**The task**:
From the line containing "Object detection labeling — target class: green metal frame." through the end of the records, repeat the lines with "toddler" swapped for "small child", changing nothing else.

+++

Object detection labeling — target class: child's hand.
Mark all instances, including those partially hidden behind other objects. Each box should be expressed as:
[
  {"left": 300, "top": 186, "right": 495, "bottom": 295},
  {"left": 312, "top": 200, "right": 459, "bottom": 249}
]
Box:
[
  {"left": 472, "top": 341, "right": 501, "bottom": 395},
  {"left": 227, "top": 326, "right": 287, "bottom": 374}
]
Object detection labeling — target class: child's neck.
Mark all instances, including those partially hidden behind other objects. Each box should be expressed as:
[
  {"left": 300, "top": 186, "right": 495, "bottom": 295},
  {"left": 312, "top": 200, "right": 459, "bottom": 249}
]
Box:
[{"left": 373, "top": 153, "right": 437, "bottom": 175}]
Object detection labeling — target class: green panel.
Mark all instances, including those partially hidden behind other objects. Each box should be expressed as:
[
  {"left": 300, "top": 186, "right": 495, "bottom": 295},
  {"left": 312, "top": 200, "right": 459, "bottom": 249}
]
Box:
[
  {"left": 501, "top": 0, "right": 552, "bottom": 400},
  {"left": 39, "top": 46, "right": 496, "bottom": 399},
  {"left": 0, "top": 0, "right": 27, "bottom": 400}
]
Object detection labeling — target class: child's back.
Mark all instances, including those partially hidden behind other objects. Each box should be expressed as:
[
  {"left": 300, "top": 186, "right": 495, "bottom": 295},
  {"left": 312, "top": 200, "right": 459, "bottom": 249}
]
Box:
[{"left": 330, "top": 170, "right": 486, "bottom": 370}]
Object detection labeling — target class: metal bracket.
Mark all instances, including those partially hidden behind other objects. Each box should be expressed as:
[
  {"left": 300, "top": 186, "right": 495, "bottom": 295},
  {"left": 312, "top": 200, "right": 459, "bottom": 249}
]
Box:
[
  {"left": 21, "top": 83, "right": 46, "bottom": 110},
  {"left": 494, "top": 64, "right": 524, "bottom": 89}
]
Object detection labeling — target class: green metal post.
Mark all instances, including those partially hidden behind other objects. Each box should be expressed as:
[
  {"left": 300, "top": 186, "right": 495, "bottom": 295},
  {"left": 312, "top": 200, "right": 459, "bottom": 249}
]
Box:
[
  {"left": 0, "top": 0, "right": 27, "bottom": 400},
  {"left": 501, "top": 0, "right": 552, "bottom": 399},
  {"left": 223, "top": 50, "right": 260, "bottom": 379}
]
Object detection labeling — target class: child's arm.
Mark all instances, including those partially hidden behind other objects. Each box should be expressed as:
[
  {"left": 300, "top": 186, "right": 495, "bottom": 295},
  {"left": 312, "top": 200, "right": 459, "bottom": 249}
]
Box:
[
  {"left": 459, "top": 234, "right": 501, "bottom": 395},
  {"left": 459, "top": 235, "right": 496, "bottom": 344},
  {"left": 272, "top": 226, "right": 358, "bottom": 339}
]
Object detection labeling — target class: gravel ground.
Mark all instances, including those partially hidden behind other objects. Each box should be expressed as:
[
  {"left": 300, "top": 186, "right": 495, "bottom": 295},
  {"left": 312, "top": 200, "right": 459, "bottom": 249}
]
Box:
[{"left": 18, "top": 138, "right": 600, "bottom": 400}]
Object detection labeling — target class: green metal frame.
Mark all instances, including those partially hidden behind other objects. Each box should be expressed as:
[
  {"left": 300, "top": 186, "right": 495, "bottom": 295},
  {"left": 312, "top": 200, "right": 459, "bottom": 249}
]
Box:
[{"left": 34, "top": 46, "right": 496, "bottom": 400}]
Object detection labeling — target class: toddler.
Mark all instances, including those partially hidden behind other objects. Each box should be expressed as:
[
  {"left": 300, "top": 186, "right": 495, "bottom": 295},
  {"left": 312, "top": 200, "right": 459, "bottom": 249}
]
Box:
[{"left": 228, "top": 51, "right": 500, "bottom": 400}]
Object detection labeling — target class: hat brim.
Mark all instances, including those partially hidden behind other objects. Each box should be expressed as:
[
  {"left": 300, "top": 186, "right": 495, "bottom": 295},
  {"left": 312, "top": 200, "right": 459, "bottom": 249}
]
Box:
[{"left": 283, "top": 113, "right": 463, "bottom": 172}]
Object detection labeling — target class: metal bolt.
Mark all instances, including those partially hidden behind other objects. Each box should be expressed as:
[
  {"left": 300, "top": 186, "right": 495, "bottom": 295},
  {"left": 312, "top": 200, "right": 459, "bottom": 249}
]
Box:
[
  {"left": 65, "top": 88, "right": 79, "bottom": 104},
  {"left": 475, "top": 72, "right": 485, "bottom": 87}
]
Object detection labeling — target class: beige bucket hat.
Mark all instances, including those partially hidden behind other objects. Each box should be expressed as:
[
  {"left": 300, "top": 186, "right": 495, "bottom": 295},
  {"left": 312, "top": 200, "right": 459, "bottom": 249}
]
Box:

+++

**Written solution**:
Object detection labeling — target class: green metal frame.
Mark all instances, including those partially hidden behind other objects. Each box should be expressed as:
[
  {"left": 300, "top": 186, "right": 495, "bottom": 295},
  {"left": 312, "top": 200, "right": 459, "bottom": 249}
]
Box:
[{"left": 34, "top": 46, "right": 496, "bottom": 400}]
Object detection labeling — target class: small child.
Mark all instances, including those partially hidden behind other objects. Each box should be expressed as:
[
  {"left": 300, "top": 186, "right": 495, "bottom": 295},
  {"left": 312, "top": 200, "right": 459, "bottom": 249}
]
Box:
[{"left": 228, "top": 51, "right": 500, "bottom": 400}]
Object detection labeling — target class: hat brim.
Mark all instances, including those partially hidden behind other objects. Each box should be expressed as:
[
  {"left": 300, "top": 186, "right": 495, "bottom": 295},
  {"left": 312, "top": 200, "right": 459, "bottom": 249}
]
Box:
[{"left": 283, "top": 113, "right": 463, "bottom": 172}]
Object detection labeling — target class: metal bolt.
Mark all instances, including those partially hidden behind other objects. Each box should be expressed as:
[
  {"left": 300, "top": 186, "right": 495, "bottom": 295},
  {"left": 312, "top": 200, "right": 459, "bottom": 249}
]
Box:
[
  {"left": 65, "top": 88, "right": 79, "bottom": 104},
  {"left": 475, "top": 72, "right": 485, "bottom": 87}
]
Object detection labeling — target class: beige bucket hat.
Mark all instances, including those partially hidden behind other objects. Each box should be expressed as:
[
  {"left": 300, "top": 186, "right": 495, "bottom": 295},
  {"left": 312, "top": 200, "right": 459, "bottom": 249}
]
Box:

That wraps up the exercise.